DATA LINES:
----------
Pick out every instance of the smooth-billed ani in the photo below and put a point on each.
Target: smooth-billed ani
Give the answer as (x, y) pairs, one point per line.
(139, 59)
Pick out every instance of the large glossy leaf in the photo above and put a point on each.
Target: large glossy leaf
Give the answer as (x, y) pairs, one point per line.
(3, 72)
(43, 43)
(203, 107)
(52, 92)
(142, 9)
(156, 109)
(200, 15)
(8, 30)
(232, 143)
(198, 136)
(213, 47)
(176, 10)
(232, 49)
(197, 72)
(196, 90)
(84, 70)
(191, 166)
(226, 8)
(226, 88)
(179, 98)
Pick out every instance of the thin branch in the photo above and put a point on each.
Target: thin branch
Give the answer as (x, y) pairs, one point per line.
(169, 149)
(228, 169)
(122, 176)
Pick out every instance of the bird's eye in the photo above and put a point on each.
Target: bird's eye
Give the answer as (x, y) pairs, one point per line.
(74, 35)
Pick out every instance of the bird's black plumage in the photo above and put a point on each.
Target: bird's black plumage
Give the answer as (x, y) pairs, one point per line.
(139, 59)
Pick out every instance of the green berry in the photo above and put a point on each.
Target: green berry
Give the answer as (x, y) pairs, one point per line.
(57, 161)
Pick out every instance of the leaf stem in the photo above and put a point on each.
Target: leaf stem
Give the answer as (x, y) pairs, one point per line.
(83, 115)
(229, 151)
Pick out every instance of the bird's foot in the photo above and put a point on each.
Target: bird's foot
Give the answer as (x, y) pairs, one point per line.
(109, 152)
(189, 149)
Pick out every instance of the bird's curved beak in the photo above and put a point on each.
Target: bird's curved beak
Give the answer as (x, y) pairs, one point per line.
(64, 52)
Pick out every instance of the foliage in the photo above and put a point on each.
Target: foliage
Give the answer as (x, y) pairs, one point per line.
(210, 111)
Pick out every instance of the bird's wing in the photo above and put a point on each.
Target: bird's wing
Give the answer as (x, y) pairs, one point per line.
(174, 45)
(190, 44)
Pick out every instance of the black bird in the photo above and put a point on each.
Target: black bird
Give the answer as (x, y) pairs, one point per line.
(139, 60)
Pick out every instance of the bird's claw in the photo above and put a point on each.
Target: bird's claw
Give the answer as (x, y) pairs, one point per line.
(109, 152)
----------
Reproduce all the records above, swapping each occurrence of "Pick out" for "Locate" and leaving every other character unchanged.

Locate every instance of the smooth-billed ani in the photo below and put a point on each.
Target: smooth-billed ani
Give the answer as (x, y) pairs, one point per line.
(139, 59)
Locate every instance of the large glossy leaf in the photo above and put a point on each.
Target: large glossy leaf
Give the answer as (x, y) pairs, one point per line.
(3, 72)
(43, 43)
(203, 107)
(52, 92)
(142, 9)
(156, 109)
(200, 15)
(8, 30)
(232, 143)
(198, 136)
(213, 47)
(176, 10)
(232, 49)
(197, 72)
(196, 90)
(84, 70)
(191, 166)
(226, 8)
(226, 88)
(179, 98)
Locate every instance of the thin branch in the photo above and put a point on each.
Target: thin branch
Give the answer as (x, y) pairs, one point per line.
(169, 149)
(228, 169)
(122, 176)
Locate every instance of the bird's eye in the photo above and put a point on each.
Target: bird's eye
Give the answer as (x, y) pairs, one point per line.
(74, 35)
Locate every instance of the bird's black plumage in the photo above and put a point on each.
Target: bird's black plumage
Give the answer as (x, y) pairs, one point per line.
(139, 59)
Locate every instance of the green berry in the photo above and put a point on each.
Target: green berry
Give the answer as (x, y) pairs, one point per line.
(57, 161)
Locate every instance of the leaf stem in the photo above and put a point on each.
Target: leaf stem
Give the answer as (x, y) pairs, one point per line.
(83, 115)
(229, 151)
Locate every instance of the bird's foot in the photo above and put a point on each.
Target: bird's foot
Give the answer as (x, y) pairs, one point per line.
(109, 152)
(189, 149)
Locate every instance of the bird's curved beak in the photo above and put a point on each.
Target: bird's curved beak
Give the answer as (x, y) pairs, one point per line.
(64, 52)
Locate every instance of the foliage in the photo above and put a point on each.
Target: foliage
Give the answer as (x, y) pairs, one point per line.
(210, 111)
Locate every instance of the bird's wing in the photo above and put a point on each.
Target: bird's wing
Give the answer as (x, y) pairs, one point per line.
(174, 45)
(190, 44)
Locate every instance of the black bird in the photo above and put a point on each.
Target: black bird
Give the answer as (x, y) pairs, one point per line.
(139, 60)
Locate every instance of the bird's claw in the photo above and put a point on each.
Target: bird's claw
Give the answer as (x, y) pairs, one point per line.
(109, 152)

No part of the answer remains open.